§ SELECTION:
· · · · ·

# Removing the particulate filter on '08 dodge.



## GMSNOW (Aug 11, 2006)

I have a '08 cummins with 40,000 miles. I have already - under warranty - had the particulate filter cleaned twice.

Spoke to a dodge service guy and he said why not just remove the particulate filter now that I am past my warranty. MN has no emmisions check and if done right I will not have to face the $700-800 cleaning again. He said it would not have any affect on any other warranty left on the truck - drive train...

Anyone out there know someone close to the Twin Cities that can do this work and not screw up my truck? Or has anyone out there done this already?

Thx
GMSNOW


----------



## justme- (Dec 28, 2004)

I know little about the DPF, but removing any emissions device or component is a violation of Federal law.,

Is there a scheduled maintenance item in the owner manual for cleaning the DPF? Did the mechanic have any comment about that frequency? I suspect they are like the CAT that was put in some of the earlier trucks- you're not supposed to idle the truck for any length of time because the low EGT causes carbon to build on the CAT and plugs it. They made a "test pipe" to replace the CAT so a mechanics could test if it was plugged and creating back pressure for the system....

Exactly what trucks were equipped with CATs is confusing as some trucks has an additional resonator (muffler) which looks almost identical. I believe it was based on year, but not completely sure- most inspection stations have no idea around here, but they do check for all components to be in place only one "muffler"" in the system gets a flag.


----------



## ProSeasons (Nov 30, 2000)

A lot of times I get under my truck with a Sawzall and stuff just falls off.....


----------



## BTRBLDR (Dec 23, 2009)

You can buy an exhaust system that does the dpf delete. Pretty simple diy install. Check out cumminsforum. Lots of info there for you to read up on. I did the dpf delete on my 08 duramax and wish I had done it from day one. Good luck and keep us posted on how you make out.Thumbs Up


----------



## plowin-fire (Jan 31, 2011)

You can get a delete kit for them. Or you can order an exhaust kit for an 06 dodge with 5.9 cummins and replace the whole setup and get rid of the DPF and sensors and all. It will fit in the newer models with the 6.7s You will need a good programmer that will fool the ECM so the check engine light doesnt come on. H & S performance makes some good programmers to fool the ECM and give plenty of power as well.


----------



## newhere (Oct 13, 2009)

I believe I saw someone on this site looking to buy a dpf for a dodge. Might want to look into it and defray the cost of new exhaust.


----------



## rob_cook2001 (Nov 15, 2008)

I have deleted the dpf's on 2 6.7's for friends. You don't need a shop to do it, Get you a dpf delete exhaust system (flo pro makes a nice unit for a great price) and the best I have found for programing is a smarty or smarty JR if your not looking for much power.
Call up Eric at Innovative diesel and he can get you what you need.
Robert
p.s. the last 6.7 I did was a 09 crewcab short box with a smarty JR. I talked to him last night and he said he is averaging a 2mpg increase across the board.

· · · · ·

§ DATA EXCERPTS:
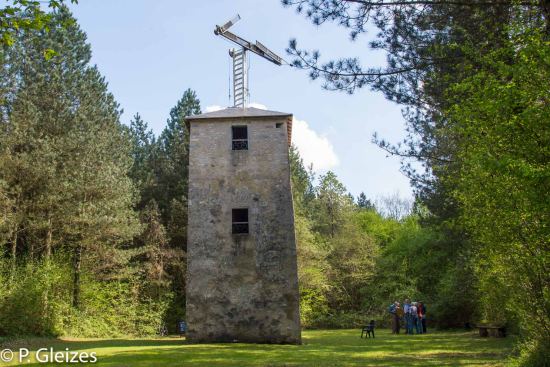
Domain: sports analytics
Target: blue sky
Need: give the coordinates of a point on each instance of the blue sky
(151, 51)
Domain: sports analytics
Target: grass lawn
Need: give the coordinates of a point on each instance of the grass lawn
(320, 348)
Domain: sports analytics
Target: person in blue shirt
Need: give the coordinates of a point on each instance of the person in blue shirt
(408, 318)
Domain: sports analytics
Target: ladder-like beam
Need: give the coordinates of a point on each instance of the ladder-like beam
(240, 72)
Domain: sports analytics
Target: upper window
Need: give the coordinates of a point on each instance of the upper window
(239, 221)
(240, 137)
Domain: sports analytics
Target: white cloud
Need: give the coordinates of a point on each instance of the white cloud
(313, 148)
(213, 108)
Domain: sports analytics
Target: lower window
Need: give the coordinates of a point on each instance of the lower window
(239, 221)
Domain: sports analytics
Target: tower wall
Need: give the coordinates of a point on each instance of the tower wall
(241, 287)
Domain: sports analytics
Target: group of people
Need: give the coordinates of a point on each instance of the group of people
(412, 313)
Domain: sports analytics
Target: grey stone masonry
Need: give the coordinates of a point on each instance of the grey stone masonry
(241, 286)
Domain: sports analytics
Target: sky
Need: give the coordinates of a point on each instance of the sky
(150, 52)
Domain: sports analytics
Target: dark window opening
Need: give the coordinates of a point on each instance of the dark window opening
(239, 138)
(239, 221)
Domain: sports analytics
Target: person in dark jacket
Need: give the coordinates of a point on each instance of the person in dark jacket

· · · · ·

§ PROBLEM SET:
- 1) List the usernames of everyone who posted in the forum thread on removing the particulate filter.
- 2) Write out the passage of the forum thread from "I believe I saw" up to and including "across the board.", word for word.

§ TASK ANSWERS:
- 1) GMSNOW, justme-, ProSeasons, BTRBLDR, plowin-fire, newhere, rob_cook2001

- 2)
I believe I saw someone on this site looking to buy a dpf for a dodge. Might want to look into it and defray the cost of new exhaust.


----------



## rob_cook2001 (Nov 15, 2008)

I have deleted the dpf's on 2 6.7's for friends. You don't need a shop to do it, Get you a dpf delete exhaust system (flo pro makes a nice unit for a great price) and the best I have found for programing is a smarty or smarty JR if your not looking for much power.
Call up Eric at Innovative diesel and he can get you what you need.
Robert
p.s. the last 6.7 I did was a 09 crewcab short box with a smarty JR. I talked to him last night and he said he is averaging a 2mpg increase across the board.